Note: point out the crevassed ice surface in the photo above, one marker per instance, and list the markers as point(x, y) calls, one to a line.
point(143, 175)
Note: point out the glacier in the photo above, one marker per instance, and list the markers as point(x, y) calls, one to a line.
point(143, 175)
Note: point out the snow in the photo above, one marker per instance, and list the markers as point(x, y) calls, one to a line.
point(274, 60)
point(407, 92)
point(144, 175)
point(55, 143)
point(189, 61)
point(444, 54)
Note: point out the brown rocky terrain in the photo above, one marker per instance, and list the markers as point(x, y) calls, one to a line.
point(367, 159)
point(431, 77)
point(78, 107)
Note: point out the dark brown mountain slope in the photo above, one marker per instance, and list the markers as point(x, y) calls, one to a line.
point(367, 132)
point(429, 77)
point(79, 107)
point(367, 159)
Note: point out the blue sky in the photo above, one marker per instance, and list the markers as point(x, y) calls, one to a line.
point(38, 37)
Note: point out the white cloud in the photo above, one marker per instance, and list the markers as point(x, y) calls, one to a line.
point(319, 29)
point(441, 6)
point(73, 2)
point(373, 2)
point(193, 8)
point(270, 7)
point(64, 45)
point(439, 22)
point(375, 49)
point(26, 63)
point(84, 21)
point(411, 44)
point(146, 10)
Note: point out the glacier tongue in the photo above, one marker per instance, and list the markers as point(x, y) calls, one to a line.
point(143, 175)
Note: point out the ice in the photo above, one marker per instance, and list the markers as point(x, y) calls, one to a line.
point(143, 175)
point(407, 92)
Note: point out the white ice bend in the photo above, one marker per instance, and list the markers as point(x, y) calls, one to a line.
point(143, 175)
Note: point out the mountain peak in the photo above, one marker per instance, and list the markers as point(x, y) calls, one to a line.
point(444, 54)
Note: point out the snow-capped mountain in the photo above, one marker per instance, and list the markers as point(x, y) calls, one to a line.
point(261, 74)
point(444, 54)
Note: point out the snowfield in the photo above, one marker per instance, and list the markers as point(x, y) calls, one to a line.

> [PROBLEM STATEMENT]:
Reproduce each of the records above verbatim, from the first line through the last, without any alteration.

> [SOLUTION FOR THIS EXERCISE]:
Note: point out the crevassed ice surface in the photo above, one marker per instance, and list the markers as point(x, y) calls, one to a line.
point(143, 175)
Note: point out the glacier in the photo above, one marker per instance, and list the markers as point(x, y) calls, one to a line.
point(143, 175)
Note: point out the snow in the photo above, one marker per instance, and list the markers as point(x, y) calls, one to a line.
point(274, 60)
point(407, 92)
point(144, 175)
point(55, 143)
point(189, 61)
point(444, 54)
Note: point out the brown rocky terrain in the photo above, one marker per instance, and list the markers as point(x, y) calls, one to a line.
point(367, 159)
point(431, 77)
point(78, 107)
Note: point out the dark brown mountain slope in the photo above, one marker per instance, and list the markers as point(x, y) calls, one to a line.
point(367, 132)
point(429, 77)
point(79, 107)
point(367, 159)
Note: point out the blue sky in the photo above, one marker per instance, and list the markers as point(x, y) calls, one to a line.
point(38, 37)
Note: point out the white cloud in the photo above, one marker per instance, and list the markers as point(x, y) calls, one to a line.
point(319, 29)
point(441, 6)
point(73, 2)
point(373, 2)
point(193, 8)
point(270, 7)
point(64, 45)
point(439, 22)
point(375, 49)
point(26, 63)
point(84, 21)
point(411, 44)
point(146, 10)
Note: point out the glacier tongue in the photo above, one marker per instance, and list the markers as point(x, y) calls, one to a line.
point(143, 175)
Note: point out the ice in the photo above, one marker per instance, and list the markers as point(x, y) calls, one to a line.
point(143, 175)
point(407, 92)
Note: point out the white ice bend in the photo above, one marker per instance, and list the markers as point(x, y) calls, one to a line.
point(143, 175)
Note: point out the mountain peak in the photo above, one marker per instance, and list the markers as point(x, y) calls, one to a line.
point(444, 54)
Note: point out the snow-capped mountain in the photo above, one marker per instance, and list the markers as point(x, y) calls, one to a line.
point(261, 74)
point(444, 54)
Note: point out the snowfield in the photo above, one marker per instance, and list the markers as point(x, y) calls, one to a line.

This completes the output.